> _TASK OBJECTIVE_
Change each occurrence of "positive clicks" in the data below to "foreground clicks", leaving all other text unchanged. Omit the pictures from your answer.

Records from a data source
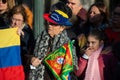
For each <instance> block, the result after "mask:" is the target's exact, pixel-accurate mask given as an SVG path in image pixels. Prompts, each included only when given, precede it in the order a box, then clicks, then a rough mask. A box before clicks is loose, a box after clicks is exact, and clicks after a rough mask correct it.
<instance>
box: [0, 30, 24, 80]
mask: <svg viewBox="0 0 120 80" xmlns="http://www.w3.org/2000/svg"><path fill="white" fill-rule="evenodd" d="M24 78H25V76H24V71H23V66H22V64H21V56H20V37H19V36H18V35H17V28H9V29H1V30H0V80H24Z"/></svg>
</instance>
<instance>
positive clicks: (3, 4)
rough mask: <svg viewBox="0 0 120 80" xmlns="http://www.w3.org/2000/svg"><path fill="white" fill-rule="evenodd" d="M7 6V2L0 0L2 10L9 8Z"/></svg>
mask: <svg viewBox="0 0 120 80" xmlns="http://www.w3.org/2000/svg"><path fill="white" fill-rule="evenodd" d="M7 8H8V6H7V2H3V1H2V0H0V12H1V13H4V12H5V11H6V10H7Z"/></svg>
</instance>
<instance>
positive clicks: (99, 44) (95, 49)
mask: <svg viewBox="0 0 120 80" xmlns="http://www.w3.org/2000/svg"><path fill="white" fill-rule="evenodd" d="M102 44H103V41H100V40H98V39H96V37H95V36H92V35H89V36H88V43H87V46H88V48H89V49H90V50H92V51H96V50H98V49H99V47H100V46H101V45H102Z"/></svg>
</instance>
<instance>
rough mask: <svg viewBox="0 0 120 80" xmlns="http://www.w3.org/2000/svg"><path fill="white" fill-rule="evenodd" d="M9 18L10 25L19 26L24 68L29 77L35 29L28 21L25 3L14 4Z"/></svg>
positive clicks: (18, 26) (11, 26)
mask: <svg viewBox="0 0 120 80" xmlns="http://www.w3.org/2000/svg"><path fill="white" fill-rule="evenodd" d="M8 18H9V27H10V28H15V27H17V28H18V33H19V35H20V41H21V57H22V64H23V66H24V70H25V73H26V78H27V75H28V73H29V65H30V59H31V57H32V53H33V49H34V42H35V40H34V36H33V31H32V29H31V28H30V27H29V25H27V23H26V20H27V16H26V12H25V8H24V7H23V5H16V6H14V7H13V8H12V9H11V10H10V11H9V15H8Z"/></svg>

> _SOLUTION FOR THIS EXERCISE_
For each <instance> block, the result after "mask:" is the target's exact, pixel-accurate mask given as an SVG path in image pixels. Prompts, each included only when given, precede it in the order a box, then clicks, then a rough mask. A box before clicks is loose, a box after clicks is exact, and clicks after a rough mask correct it.
<instance>
box: [0, 30, 24, 80]
mask: <svg viewBox="0 0 120 80" xmlns="http://www.w3.org/2000/svg"><path fill="white" fill-rule="evenodd" d="M24 78H25V76H24V71H23V66H22V64H21V56H20V37H19V36H18V35H17V28H9V29H1V30H0V80H24Z"/></svg>
</instance>
<instance>
foreground clicks: (3, 4)
rough mask: <svg viewBox="0 0 120 80" xmlns="http://www.w3.org/2000/svg"><path fill="white" fill-rule="evenodd" d="M7 6V2L0 0L2 10L9 8Z"/></svg>
mask: <svg viewBox="0 0 120 80" xmlns="http://www.w3.org/2000/svg"><path fill="white" fill-rule="evenodd" d="M7 8H8V6H7V2H3V1H2V0H0V12H1V13H4V12H5V11H6V10H7Z"/></svg>
</instance>
<instance>
foreground clicks: (99, 44) (95, 49)
mask: <svg viewBox="0 0 120 80" xmlns="http://www.w3.org/2000/svg"><path fill="white" fill-rule="evenodd" d="M102 44H103V41H100V40H98V39H96V37H95V36H92V35H89V36H88V43H87V46H88V48H89V49H90V50H92V51H96V50H98V49H99V47H100V46H101V45H102Z"/></svg>
</instance>
<instance>
rough mask: <svg viewBox="0 0 120 80" xmlns="http://www.w3.org/2000/svg"><path fill="white" fill-rule="evenodd" d="M9 18L10 25L19 26L24 68L29 77L35 29L28 21L25 3L14 4Z"/></svg>
foreground clicks: (18, 26) (11, 26)
mask: <svg viewBox="0 0 120 80" xmlns="http://www.w3.org/2000/svg"><path fill="white" fill-rule="evenodd" d="M8 18H9V27H10V28H15V27H17V28H18V33H19V35H20V41H21V57H22V64H23V66H24V70H25V73H26V78H27V75H28V73H29V65H30V59H31V57H32V53H33V49H34V42H35V40H34V36H33V31H32V29H31V28H30V27H29V25H27V23H26V20H27V16H26V12H25V8H24V7H23V5H16V6H14V7H13V8H12V9H11V10H10V11H9V15H8Z"/></svg>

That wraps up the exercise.